_AIM OF THE EXERCISE_
Reproduce each of the items below word for word, leaving out the pictures.

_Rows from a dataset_
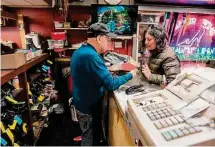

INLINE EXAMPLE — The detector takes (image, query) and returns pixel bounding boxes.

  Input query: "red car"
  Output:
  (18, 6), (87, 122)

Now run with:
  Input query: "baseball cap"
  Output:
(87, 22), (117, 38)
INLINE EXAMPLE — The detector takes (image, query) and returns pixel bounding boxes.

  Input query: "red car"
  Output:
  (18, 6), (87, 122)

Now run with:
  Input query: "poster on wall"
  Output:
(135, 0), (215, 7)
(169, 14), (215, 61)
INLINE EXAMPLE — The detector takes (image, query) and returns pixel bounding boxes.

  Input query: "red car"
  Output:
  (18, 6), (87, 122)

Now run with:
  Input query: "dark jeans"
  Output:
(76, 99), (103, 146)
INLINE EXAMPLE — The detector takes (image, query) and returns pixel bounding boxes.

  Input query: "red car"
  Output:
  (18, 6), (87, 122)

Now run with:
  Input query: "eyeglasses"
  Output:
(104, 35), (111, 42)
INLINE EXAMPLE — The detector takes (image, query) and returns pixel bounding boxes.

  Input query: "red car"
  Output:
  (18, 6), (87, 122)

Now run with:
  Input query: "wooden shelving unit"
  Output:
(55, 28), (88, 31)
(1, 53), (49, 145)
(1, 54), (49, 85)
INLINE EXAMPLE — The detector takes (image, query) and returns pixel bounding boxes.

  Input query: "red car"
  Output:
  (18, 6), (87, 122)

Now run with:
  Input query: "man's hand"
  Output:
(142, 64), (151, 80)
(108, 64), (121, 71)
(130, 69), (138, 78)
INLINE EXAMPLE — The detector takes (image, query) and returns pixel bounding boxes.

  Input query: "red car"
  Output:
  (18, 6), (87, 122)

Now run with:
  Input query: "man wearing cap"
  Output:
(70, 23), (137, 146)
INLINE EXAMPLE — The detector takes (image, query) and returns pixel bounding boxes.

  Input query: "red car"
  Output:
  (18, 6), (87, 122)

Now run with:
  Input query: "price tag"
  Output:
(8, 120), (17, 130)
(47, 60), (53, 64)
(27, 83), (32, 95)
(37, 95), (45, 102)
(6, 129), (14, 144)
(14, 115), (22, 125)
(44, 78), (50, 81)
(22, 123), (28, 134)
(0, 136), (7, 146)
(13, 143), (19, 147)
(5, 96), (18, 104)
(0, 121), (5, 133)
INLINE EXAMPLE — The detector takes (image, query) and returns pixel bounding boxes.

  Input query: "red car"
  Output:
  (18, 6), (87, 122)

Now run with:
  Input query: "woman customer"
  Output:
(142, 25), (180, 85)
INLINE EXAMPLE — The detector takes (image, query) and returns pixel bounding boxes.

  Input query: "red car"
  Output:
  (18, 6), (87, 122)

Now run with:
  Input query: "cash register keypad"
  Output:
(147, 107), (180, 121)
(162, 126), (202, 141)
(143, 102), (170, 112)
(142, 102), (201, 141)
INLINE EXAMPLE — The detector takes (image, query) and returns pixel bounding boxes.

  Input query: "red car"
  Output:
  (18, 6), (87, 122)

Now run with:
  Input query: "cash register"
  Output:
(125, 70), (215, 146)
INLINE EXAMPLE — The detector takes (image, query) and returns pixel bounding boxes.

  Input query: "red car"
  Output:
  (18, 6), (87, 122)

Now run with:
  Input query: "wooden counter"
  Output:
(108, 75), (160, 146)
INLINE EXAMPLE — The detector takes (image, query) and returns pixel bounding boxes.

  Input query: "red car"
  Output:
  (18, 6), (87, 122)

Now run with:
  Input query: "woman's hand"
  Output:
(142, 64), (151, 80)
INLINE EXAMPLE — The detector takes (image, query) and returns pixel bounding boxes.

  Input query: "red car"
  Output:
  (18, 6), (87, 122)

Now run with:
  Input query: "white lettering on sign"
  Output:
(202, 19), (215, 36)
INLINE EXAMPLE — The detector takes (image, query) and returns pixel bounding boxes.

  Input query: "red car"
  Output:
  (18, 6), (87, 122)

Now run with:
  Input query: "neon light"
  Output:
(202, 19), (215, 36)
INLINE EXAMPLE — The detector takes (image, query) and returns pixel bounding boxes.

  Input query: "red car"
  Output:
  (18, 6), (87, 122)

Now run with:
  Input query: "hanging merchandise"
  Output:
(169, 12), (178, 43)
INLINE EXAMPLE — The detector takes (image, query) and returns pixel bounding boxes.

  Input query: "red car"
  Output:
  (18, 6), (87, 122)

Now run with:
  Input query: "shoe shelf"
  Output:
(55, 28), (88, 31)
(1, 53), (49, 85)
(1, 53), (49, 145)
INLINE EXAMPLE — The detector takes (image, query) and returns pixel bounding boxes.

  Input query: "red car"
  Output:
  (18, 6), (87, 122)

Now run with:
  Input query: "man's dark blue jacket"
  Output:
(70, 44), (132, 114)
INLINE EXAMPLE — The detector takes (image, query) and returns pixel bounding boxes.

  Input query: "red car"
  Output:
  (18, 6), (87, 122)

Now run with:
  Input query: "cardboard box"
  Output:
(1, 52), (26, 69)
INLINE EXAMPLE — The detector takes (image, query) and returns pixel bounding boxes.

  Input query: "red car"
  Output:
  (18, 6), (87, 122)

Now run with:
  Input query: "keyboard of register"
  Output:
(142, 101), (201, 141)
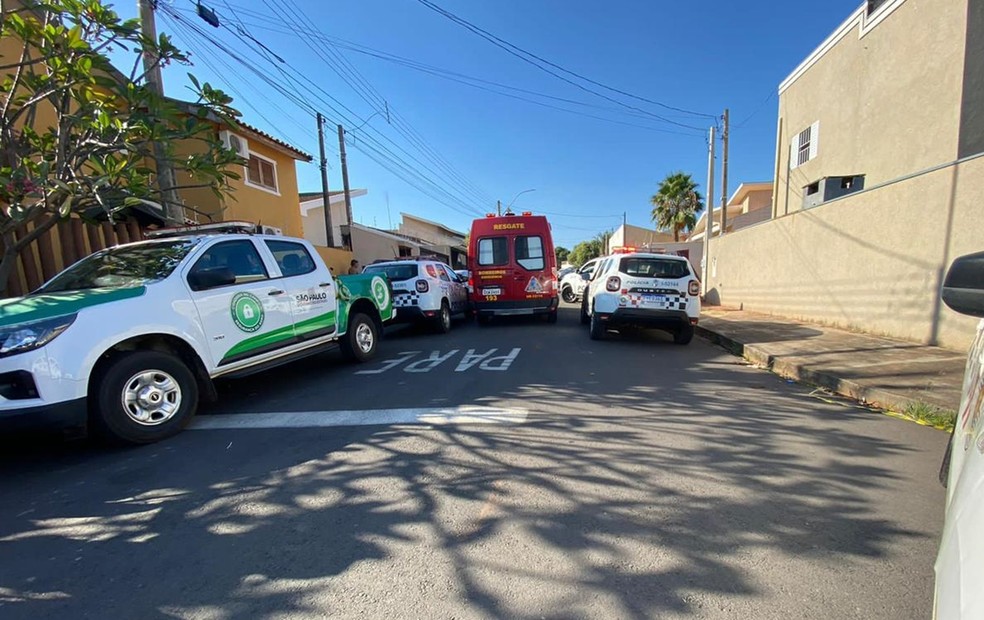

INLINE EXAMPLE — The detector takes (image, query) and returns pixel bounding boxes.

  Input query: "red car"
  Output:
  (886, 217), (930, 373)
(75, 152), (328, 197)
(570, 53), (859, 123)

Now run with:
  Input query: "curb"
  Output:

_RESPONSE_
INLINE EXAMPLE — The detector takes (image, query) and returns pixel bounding boxes.

  Input query: "red car"
  Output:
  (18, 6), (87, 122)

Now run with:
  Input query: "baseball cap"
  Output:
(87, 22), (117, 38)
INLINE EXAMPLE — The detector takes (image, query) and returns pixel bounding boxes.

  Input query: "red car"
  Output:
  (18, 6), (87, 122)

Now run with:
  Input query: "poster on wall"
  Output:
(135, 0), (215, 7)
(169, 14), (215, 61)
INLINE EXAMPLE — The detector takes (image, query) and returns pixel bounding boxes.

  Input query: "red car"
  Output:
  (18, 6), (87, 122)

Now run with:
  Input query: "dark jeans"
  Output:
(76, 99), (103, 146)
INLINE EXAMPLE — The detector takes (image, query) and returns pixel bounding boxes.

  Input query: "red car"
  Output:
  (18, 6), (87, 122)

Now run with:
  Input query: "eyeglasses"
  Output:
(104, 35), (111, 42)
INLINE EXAMPLE — The detector takes (image, query) and returns pixel bounding boxes.

  Input query: "red car"
  Output:
  (18, 6), (87, 122)

Now run with:
  Input query: "wooden shelving unit"
  Output:
(55, 28), (88, 31)
(1, 53), (49, 145)
(1, 54), (49, 85)
INLINE EXAMPLE — The detector takes (image, query) and returns pixel bounding boxes.

  Input query: "red car"
  Output:
  (18, 6), (87, 122)

Now run with:
  Input query: "man's hand"
  Output:
(142, 64), (151, 80)
(108, 64), (121, 71)
(130, 69), (138, 78)
INLINE EXAMPLE — The detector takes (image, query) and returns pixel bounding boxes.

  Input query: "red car"
  Output:
  (18, 6), (87, 122)

Now run with:
  Input query: "man wearing cap"
  Output:
(70, 23), (137, 146)
INLINE EXAMPLE — The detector takes (image, query) and returns pixel bounding boxes.

  Input query: "red car"
  Output:
  (18, 6), (87, 122)

Now run with:
  Input query: "price tag"
  Output:
(8, 120), (17, 130)
(47, 60), (53, 64)
(27, 83), (32, 95)
(37, 95), (45, 102)
(6, 129), (14, 144)
(14, 115), (22, 125)
(44, 78), (50, 81)
(22, 123), (28, 134)
(0, 136), (7, 146)
(13, 143), (19, 147)
(5, 96), (18, 104)
(0, 121), (5, 133)
INLINE EXAMPLE — The detector takes (image, query) and returns pixel bounding boxes.

  Input query: "red car"
  Output:
  (18, 6), (87, 122)

Now run with:
  Input query: "woman customer"
  Output:
(142, 25), (180, 85)
INLINE EXAMPLE — The detector takes (image, query) and returns pixel bounding boxes.

  Input query: "red car"
  Output:
  (18, 6), (87, 122)

Now run with:
  Input query: "cash register keypad"
  Output:
(147, 107), (180, 121)
(162, 126), (202, 141)
(143, 102), (170, 112)
(142, 102), (201, 141)
INLINE EXAMPLE — The detector takes (image, query) and returns pixel bounding boxes.

  Input query: "red car"
  Output:
  (18, 6), (87, 122)

Now run with:
  Input query: "cash register"
  Output:
(125, 70), (215, 146)
INLINE EXAMPLE — The detector takes (image, query) and returns pixel bounding boxes.

  Input query: "red car"
  Output:
  (18, 6), (87, 122)

Now run with:
  Input query: "wooden counter"
  Output:
(108, 75), (160, 146)
INLINE EXAMPLE — The detector takes (image, query) and returns pixel bounding boxes.

  Input query: "red car"
  Output:
  (18, 6), (87, 122)

Now run with:
  Input query: "woman's hand"
  Output:
(142, 64), (151, 80)
INLINE EXAMPLE — The detector takes (image, query) and returns pixel bounding boxes.

  Input query: "red car"
  Output:
  (18, 6), (87, 122)

Now run with:
  Input query: "white lettering on sign"
  Output:
(202, 19), (215, 36)
INLINE EXAMPLE — The detector takes (image, query) and returns pixel bounding boxes.

  Input query: "red car"
  Output:
  (18, 6), (87, 122)

Now run with:
  Input query: "neon light"
  Output:
(202, 19), (215, 36)
INLINE EXAMPLE — The detector takes (image, query) and returns pixel bounding boxes.

  Input query: "red car"
  Output:
  (18, 6), (87, 122)

Now run with:
  Input query: "hanging merchandise"
  Output:
(169, 12), (178, 43)
INLINE EXAMPLE — The detector takes (image, query) and returns pixel bounding boxes.

  Input query: "red car"
  Output:
  (18, 6), (87, 122)

Now run with:
  Input query: "shoe shelf"
  Output:
(55, 28), (88, 31)
(1, 53), (49, 85)
(1, 53), (49, 145)
INLINE EXAMPLE — The detector takes (image, query) and returns pixel bounding boxes.

  Input query: "red car"
  Output:
  (18, 6), (87, 122)

Now run with:
  Input query: "man's dark blue jacket"
  Output:
(70, 44), (132, 114)
INLINE EXAMPLE — The detector takes (image, query) and returns pixel bounding boxes.

  Input query: "red car"
  Output:
  (18, 6), (87, 122)

Now run with:
  Input query: "cardboard box"
  Output:
(1, 52), (26, 69)
INLINE EXAMPLE — The detector takes (image, query) and returns pixel bounding boxes.

  Input query: "red car"
  Output:
  (18, 6), (87, 122)

Now run with:
  Input query: "keyboard of register"
  Output:
(142, 101), (201, 141)

INLINE EXAMPLE — The detector takes (image, query) and returns pixel bounding boxes.

  Input query: "red car"
  Output:
  (886, 217), (930, 373)
(75, 152), (328, 197)
(570, 53), (859, 123)

Now run with:
  Input query: "curb"
  Output:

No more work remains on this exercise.